▶ **ABOUT THIS TASK**:
For each statement below, say yes or no to whether it agrees with the passage on the WRF model and teleconnection patterns, and quote the passage's deciding words.
(a) The model's patterns were checked against observed fields from the NCEP/NCAR reanalysis 500 mb geopotential height database.
(b) The simulated teleconnection patterns closely matched the observed ones.
(c) Every computational challenge in setting up the model was overcome.

▶ **PASSAGE PROVIDED**:
Blue Waters Supercomputing Applications in Climate Modeling with the WRF Model

Long-term atmospheric forecasting remains a significant challenge that in the field of operational meteorology. These long-term forecasts are typically completed through the use of climatological variability patterns in the geopotential height fields, known in the field of meteorology as teleconnections. Despite heavy reliance on teleconnections for long-term forecasts, the characterization of these patterns in operational weather models remains inadequate. The purpose of this study is to diagnose the ability of an operational forecast model to render well-known teleconnection patterns. The Weather Research and Forecasting (WRF) model, a commonly employed regional operational forecast model, was used in the simulation of the major 500 mb Northern Hemisphere midlatitude teleconnection patterns. These patterns were formulated using rotated principal component analysis on the 500 mb geopotential height fields. The resulting simulated teleconnection patterns were directly compared to observed teleconnection fields derived from the National Center for Environmental Prediction/National Center for Atmospheric Research (NCEP/NCAR) reanalysis 500 mb geopotential height database, a commonly utilized observational dataset in climate research. Results were quite poor, as the resulting teleconnection patterns only somewhat resembled those constructed on the observed dataset, suggesting a limited capability of the WRF in resolving the underlying variability structure of the hemispheric midlatitude atmosphere. Additionally, configuring the regional model to complete this simulation was met with a series of computational challenges, some of which were not successfully overcome. These results suggest future needs for improvement of the WRF model in reconstructing teleconnection fields and for use in climate modeling.

▶ **MATERIAL SHOWN**:
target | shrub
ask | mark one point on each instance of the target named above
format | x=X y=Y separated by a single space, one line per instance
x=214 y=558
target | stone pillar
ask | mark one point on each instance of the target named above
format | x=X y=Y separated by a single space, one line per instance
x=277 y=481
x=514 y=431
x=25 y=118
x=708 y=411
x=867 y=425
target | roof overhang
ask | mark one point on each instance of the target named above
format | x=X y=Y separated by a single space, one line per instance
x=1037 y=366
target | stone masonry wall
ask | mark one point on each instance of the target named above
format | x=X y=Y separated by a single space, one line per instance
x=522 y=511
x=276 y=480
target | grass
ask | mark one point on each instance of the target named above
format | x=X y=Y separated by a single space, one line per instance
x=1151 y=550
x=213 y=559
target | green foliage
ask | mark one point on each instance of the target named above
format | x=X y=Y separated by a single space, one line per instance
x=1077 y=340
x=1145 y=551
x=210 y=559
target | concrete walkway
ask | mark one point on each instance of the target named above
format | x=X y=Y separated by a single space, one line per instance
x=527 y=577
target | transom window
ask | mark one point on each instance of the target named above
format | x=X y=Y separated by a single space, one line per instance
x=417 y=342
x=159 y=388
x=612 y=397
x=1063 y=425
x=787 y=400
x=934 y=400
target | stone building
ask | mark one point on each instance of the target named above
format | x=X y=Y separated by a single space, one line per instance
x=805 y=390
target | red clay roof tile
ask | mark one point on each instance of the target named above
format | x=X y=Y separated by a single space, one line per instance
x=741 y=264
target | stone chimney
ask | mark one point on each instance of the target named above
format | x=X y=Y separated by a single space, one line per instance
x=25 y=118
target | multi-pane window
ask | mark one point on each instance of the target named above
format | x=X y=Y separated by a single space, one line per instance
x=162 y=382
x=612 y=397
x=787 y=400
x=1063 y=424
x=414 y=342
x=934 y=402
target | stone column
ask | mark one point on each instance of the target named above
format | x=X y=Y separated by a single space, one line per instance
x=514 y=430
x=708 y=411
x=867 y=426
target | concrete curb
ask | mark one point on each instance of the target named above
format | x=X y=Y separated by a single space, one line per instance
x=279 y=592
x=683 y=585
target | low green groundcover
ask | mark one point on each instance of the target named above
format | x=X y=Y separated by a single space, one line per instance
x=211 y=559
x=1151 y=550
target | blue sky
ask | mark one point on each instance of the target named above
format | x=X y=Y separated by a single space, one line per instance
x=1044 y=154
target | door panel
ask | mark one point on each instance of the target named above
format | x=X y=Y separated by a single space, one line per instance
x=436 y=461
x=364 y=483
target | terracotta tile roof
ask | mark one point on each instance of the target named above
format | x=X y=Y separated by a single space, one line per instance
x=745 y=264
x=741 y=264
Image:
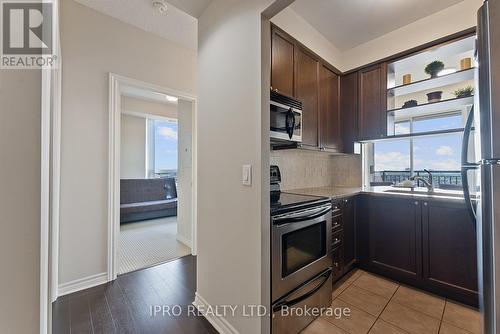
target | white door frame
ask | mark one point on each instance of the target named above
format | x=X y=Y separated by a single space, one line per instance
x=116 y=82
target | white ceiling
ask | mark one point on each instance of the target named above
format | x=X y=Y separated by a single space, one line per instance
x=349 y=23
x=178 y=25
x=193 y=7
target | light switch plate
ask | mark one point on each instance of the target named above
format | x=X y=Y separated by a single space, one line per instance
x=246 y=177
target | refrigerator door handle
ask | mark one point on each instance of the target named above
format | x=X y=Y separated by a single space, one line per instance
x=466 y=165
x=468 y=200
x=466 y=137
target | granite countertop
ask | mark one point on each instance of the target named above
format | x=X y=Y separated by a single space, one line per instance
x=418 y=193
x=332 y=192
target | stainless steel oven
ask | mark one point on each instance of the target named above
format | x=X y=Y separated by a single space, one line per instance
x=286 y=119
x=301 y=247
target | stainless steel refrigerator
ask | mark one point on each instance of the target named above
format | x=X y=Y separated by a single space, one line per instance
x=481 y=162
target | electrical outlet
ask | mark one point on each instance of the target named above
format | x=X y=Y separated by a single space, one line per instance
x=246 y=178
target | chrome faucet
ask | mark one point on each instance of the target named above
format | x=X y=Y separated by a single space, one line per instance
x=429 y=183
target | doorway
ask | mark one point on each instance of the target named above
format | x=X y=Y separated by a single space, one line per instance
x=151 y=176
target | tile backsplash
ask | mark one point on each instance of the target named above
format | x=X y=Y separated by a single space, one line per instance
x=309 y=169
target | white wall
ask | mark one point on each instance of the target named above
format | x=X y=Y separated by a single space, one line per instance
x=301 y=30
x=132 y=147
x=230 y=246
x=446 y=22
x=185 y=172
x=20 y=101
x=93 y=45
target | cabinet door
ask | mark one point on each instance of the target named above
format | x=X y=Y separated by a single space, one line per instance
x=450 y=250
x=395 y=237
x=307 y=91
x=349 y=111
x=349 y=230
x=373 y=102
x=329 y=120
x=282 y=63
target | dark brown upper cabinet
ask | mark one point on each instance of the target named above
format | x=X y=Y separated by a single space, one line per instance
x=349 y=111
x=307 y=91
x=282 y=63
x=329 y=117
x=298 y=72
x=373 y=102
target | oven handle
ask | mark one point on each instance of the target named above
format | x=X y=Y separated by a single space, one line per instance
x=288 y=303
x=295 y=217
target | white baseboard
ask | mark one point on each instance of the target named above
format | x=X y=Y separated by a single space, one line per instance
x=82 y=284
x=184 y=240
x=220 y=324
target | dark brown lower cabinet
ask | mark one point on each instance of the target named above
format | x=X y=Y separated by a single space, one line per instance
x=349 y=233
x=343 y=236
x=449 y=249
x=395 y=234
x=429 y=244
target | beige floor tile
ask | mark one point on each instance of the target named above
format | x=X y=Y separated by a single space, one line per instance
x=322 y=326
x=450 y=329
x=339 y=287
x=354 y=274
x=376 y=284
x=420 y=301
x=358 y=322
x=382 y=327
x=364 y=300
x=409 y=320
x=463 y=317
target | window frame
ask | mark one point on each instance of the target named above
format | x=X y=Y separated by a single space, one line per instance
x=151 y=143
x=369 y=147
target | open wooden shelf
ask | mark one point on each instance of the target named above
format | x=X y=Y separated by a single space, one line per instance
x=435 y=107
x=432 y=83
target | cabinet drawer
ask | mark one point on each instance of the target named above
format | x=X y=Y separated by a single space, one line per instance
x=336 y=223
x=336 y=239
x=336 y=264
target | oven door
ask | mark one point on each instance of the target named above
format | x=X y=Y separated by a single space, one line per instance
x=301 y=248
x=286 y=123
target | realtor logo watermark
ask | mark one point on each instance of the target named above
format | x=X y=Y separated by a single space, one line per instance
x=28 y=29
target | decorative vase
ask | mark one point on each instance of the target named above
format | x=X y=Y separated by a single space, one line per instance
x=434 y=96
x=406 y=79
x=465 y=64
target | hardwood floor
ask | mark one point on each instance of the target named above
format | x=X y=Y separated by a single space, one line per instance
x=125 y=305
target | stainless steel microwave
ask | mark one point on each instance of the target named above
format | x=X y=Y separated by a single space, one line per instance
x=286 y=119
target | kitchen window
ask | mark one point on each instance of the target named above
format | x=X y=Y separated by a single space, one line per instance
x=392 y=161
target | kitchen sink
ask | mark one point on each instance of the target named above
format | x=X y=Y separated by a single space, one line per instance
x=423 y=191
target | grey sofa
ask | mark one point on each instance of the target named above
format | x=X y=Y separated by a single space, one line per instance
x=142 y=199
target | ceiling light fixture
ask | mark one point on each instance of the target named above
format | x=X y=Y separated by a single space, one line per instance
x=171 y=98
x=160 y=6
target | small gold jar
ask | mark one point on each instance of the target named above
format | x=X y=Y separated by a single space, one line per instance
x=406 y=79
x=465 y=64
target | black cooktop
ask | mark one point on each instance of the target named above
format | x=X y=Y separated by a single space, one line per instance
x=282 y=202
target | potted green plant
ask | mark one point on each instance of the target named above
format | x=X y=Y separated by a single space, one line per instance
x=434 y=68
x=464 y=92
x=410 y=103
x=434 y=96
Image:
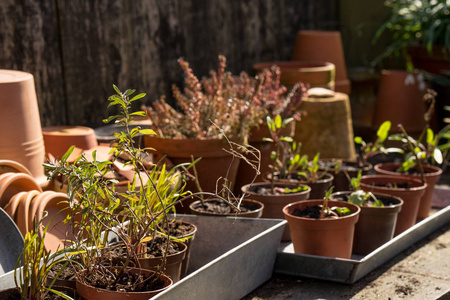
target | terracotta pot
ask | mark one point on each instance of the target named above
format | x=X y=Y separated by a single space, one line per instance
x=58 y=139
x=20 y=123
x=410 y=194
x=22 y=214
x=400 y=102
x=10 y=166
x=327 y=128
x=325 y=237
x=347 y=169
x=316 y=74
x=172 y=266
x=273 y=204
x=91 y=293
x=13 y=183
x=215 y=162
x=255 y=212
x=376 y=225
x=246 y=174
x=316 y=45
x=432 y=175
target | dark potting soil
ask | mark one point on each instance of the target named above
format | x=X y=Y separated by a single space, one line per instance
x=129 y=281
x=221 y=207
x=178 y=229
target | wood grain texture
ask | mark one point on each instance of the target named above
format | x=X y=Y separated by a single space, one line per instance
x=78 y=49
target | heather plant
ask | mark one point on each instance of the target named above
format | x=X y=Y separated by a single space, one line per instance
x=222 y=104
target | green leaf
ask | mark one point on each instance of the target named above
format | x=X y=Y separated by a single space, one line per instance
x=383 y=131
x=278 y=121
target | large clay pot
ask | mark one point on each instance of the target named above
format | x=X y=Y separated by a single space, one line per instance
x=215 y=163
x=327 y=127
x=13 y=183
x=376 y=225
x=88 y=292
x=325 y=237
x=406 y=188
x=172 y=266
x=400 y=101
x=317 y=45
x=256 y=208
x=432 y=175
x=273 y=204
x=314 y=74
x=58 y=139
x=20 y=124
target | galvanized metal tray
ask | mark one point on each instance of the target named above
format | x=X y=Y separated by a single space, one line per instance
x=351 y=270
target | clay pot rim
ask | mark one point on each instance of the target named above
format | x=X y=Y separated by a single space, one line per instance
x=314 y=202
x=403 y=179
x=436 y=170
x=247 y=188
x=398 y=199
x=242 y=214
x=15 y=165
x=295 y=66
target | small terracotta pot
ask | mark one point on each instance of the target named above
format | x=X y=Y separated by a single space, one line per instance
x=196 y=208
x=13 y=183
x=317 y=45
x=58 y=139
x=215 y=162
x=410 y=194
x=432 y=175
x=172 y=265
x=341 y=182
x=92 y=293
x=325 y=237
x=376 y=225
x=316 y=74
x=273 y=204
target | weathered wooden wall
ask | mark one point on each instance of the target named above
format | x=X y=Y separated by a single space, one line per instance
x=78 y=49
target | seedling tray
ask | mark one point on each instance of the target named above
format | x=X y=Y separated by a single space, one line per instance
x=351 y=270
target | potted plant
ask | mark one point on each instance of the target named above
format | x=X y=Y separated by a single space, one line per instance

...

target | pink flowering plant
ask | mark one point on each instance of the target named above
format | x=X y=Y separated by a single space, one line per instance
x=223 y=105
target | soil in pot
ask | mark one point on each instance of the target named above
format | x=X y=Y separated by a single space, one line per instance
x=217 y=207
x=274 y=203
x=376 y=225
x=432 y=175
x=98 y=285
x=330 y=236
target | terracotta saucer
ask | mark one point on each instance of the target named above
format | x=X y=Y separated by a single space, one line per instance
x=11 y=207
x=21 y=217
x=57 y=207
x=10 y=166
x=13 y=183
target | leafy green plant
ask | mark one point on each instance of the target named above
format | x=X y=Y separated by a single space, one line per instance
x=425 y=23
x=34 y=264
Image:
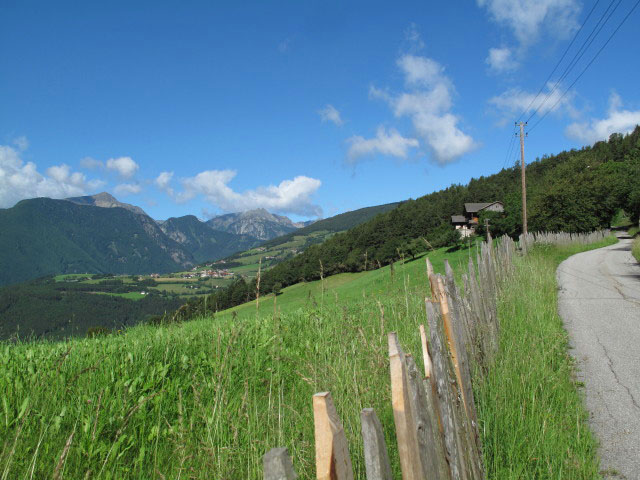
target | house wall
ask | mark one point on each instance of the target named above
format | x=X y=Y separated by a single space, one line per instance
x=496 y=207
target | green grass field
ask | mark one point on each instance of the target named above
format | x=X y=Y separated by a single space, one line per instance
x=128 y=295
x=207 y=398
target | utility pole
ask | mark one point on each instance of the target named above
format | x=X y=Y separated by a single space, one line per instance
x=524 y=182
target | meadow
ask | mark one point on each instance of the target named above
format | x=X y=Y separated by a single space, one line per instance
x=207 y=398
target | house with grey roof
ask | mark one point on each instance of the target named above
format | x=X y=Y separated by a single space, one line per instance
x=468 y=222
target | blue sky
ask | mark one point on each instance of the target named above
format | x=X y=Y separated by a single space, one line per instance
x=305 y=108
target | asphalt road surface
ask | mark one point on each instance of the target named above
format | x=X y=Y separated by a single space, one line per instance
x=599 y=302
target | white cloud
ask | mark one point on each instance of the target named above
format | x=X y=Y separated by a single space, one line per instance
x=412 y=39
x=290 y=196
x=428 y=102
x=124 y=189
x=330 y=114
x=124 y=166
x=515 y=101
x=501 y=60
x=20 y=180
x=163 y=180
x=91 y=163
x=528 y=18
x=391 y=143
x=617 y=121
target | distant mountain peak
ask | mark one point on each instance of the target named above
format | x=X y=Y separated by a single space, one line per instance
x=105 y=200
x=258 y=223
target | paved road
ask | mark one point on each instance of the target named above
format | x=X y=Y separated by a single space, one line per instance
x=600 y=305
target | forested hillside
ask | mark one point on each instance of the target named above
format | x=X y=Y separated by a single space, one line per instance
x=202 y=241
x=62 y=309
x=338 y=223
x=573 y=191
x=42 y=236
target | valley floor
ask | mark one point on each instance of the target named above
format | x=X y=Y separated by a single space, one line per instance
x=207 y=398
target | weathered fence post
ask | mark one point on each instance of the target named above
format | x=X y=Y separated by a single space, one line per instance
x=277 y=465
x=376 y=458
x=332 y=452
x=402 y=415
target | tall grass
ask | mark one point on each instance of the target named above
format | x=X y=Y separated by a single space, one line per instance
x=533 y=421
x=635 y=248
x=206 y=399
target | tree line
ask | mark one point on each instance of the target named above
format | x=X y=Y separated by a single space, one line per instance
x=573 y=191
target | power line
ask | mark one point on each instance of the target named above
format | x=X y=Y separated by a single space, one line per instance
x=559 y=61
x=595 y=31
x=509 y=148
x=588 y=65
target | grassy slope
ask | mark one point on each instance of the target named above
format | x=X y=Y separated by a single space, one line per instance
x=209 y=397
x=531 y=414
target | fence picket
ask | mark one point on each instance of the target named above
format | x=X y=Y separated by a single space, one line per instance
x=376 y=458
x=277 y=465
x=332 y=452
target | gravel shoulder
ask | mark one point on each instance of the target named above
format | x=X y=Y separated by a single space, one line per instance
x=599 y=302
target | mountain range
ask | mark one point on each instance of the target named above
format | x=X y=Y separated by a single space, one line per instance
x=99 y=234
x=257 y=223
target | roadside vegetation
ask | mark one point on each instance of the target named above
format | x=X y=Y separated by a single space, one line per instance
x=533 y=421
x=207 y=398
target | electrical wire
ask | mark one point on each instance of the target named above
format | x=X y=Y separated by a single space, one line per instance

▶ **COMPLETED EXERCISE**:
(a) Yes: "The resulting simulated teleconnection patterns were directly compared to observed teleconnection fields derived from the National Center for Environmental Prediction/National Center for Atmospheric Research (NCEP/NCAR) reanalysis 500 mb geopotential height database"
(b) No: "Results were quite poor, as the resulting teleconnection patterns only somewhat resembled those constructed on the observed dataset"
(c) No: "configuring the regional model to complete this simulation was met with a series of computational challenges, some of which were not successfully overcome"